> Задания к упражнению:
• 1. В каком году, согласно тексту о Кленовском, он женился на Маргарите Денисовне?
• 2. Продолжите текст о Кленовском, начав сразу после его последнего предложения.

> Фрагмент текста:
- - - - -
В 1921 году Кленовского переводят в Харьков, где после демобилизации в 1922 г. он и остался. Работал журналистом, печатал в газетах фельетоны, очерки, рецензии, переводил на русский язык украинских поэтов, позже перешел работать в Радио-Телеграфное Агентство Украины, где оставался до 1941 года. О печатании стихов не могло быть речи (с 1925 по 1942 г. собственных стихов не писал). "Это молчание длилось без малого 20 лет. Я замкнулся в чтении классиков" - говорит Кленовский в своей автобиографии. В 1942 году Кленовский эмигрировал вместе с женой, немкой по происхождению, Маргаритой Денисовной (на которой он женился в 1928 году) и два года провел в лагерях для беженцев-немцев в Австрии. Здесь, казалось бы, в совсем неподходящих для творчества условиях в нем вновь вспыхнула искра поэзии. 28 июля 1954 года он пишет В.Ф.Маркову: "Возвращение к стихам явилось совершенно непроизвольным - они просто внезапно зазвучали в душе". Здесь он создает цикл стихов "Болдинская Осень". Осенью 1944 года с лагерной жизнью было покончено, Кленовский до весны 1945 был служащим на лесопилке в Эбензее, в Зальцкаммергуте, а по окончании войны перебрался с женой в Баварию, в деревушку Зурберг, возле города Траунштейна. Природа благоприятствовала творчеству. За 1944–1946 гг. написал около ста стихотворений и вновь начал печататься - в "Гранях", "Новом журнале", "Новом русском слове", позже в "Русской мысли", "Мостах" и другой эмигрантской периодике.
- - - - -
> Исходные данные:
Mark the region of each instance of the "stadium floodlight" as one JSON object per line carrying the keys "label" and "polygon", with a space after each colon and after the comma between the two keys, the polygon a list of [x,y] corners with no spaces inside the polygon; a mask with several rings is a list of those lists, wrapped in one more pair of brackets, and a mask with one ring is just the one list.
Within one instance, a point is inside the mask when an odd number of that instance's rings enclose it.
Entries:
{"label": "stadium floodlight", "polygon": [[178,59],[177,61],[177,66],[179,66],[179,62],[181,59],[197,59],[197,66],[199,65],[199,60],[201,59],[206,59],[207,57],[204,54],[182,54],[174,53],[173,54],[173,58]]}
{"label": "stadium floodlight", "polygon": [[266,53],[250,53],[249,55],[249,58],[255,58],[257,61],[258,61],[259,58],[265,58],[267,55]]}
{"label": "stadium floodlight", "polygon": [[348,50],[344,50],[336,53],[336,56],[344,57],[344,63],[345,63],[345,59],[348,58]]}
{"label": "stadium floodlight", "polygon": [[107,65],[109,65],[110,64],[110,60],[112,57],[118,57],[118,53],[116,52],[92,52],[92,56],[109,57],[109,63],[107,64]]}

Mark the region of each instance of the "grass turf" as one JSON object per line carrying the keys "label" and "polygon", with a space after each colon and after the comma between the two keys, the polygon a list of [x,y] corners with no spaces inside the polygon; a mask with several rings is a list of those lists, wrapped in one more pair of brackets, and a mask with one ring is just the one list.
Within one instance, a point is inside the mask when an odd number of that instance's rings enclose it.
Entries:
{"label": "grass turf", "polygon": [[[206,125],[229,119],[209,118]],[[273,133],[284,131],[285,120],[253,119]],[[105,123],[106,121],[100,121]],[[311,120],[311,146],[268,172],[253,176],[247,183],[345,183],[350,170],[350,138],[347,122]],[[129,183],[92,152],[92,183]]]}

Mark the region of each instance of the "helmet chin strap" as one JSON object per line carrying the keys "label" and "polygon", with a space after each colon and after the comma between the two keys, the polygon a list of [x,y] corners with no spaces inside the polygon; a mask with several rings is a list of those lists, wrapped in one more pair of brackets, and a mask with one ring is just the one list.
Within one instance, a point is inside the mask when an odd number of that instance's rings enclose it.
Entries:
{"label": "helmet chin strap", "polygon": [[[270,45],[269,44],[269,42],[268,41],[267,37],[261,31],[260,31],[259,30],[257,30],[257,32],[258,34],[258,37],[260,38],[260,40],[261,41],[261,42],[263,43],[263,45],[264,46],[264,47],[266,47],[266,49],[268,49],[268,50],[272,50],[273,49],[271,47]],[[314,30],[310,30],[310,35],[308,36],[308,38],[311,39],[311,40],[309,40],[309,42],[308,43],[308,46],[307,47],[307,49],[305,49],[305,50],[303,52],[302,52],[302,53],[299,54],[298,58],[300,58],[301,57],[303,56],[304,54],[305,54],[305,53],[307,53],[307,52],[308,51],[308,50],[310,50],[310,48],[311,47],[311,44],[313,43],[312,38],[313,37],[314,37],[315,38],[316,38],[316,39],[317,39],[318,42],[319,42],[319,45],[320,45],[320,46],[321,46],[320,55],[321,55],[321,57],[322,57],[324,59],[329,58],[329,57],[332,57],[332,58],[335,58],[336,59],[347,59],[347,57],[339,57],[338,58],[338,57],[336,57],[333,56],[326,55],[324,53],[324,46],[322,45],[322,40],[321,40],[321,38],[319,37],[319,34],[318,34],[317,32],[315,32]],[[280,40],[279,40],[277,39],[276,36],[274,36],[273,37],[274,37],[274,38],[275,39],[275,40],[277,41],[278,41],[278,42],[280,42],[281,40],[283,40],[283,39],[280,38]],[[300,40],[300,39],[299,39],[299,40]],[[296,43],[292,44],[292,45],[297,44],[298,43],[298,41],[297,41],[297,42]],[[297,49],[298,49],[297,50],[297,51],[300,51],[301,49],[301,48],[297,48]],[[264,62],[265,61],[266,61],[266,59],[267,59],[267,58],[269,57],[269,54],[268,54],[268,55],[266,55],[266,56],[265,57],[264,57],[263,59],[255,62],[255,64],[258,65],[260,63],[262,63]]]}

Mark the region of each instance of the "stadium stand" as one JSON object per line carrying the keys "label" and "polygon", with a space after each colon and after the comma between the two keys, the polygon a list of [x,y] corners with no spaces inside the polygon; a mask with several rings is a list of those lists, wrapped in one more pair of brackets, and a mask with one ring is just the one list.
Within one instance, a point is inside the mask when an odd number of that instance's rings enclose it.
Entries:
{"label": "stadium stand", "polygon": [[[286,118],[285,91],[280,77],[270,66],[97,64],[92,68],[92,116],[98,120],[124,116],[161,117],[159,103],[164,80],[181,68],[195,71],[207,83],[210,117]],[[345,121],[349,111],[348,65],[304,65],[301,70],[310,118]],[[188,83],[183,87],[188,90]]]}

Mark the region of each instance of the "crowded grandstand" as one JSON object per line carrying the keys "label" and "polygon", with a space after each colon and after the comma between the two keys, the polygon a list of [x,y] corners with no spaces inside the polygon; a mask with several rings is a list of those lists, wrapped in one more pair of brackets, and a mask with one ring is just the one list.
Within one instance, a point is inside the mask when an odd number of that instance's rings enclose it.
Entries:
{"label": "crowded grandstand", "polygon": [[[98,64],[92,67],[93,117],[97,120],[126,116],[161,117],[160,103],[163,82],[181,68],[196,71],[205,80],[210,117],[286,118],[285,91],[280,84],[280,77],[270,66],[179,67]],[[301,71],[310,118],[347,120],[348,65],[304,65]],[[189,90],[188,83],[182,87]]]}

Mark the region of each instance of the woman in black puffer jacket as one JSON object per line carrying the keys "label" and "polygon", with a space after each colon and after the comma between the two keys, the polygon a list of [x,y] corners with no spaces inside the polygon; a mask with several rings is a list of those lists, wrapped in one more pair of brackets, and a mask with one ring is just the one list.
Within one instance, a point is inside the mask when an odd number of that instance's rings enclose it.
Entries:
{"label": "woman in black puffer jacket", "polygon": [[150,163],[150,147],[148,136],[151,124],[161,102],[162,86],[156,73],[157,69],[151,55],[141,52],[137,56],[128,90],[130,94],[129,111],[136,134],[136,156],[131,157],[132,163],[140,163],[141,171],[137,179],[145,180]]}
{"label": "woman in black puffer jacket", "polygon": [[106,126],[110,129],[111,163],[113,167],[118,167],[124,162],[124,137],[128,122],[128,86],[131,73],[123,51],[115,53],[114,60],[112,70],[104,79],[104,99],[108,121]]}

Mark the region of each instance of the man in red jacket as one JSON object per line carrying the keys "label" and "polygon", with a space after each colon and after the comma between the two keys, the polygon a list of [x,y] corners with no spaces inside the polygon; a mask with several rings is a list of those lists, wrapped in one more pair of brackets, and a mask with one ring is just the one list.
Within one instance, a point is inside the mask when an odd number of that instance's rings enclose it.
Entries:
- - - - -
> Ответы:
• 1. В 1928 году.

• 2.
Чем больше стихов печатал Кленовский, тем больше приобретал друзей своих и своей поэзии. Живя в отдалении от литературных "столиц" русской эмиграции, Кленовский общался с собратьями по перу преимущественно в эпистолярном жанре. Зато переписывался едва ли не со всеми известными и не очень известными эмигрантскими литераторами того времени: с Ириной Одоевцевой и Романом Гулем, Ниной Берберовой и Игорем Чинновым, Леонидом Ржевским и Сергеем Маковским, Геннадием Паниным и Нонной Белавиной, всех и не перечислить.

Одним из многочисленных корреспондентов Кленовского был архиепископ Иоанн Сан-Францисский (Дмитрий Шаховской), публиковавший свои стихи под псевдонимом Странник. Он вспоминает: "Вскоре, после войны, меня с ним познакомило его одно из лучших религиозных стихотворений "Свет горит во мне и надо мною". В конце 40-х годов мы с ним встретились в баварской деревушке и стали переписываться; и не раз встречались во время моих приездов в Европу. Все эти три десятилетия нашего общения Кленовский болел, как человек, и рос, как поэт… Друзья Кленовского были друзьями его поэзии, с их незаметной помощью начали выходить сборники Кленовского".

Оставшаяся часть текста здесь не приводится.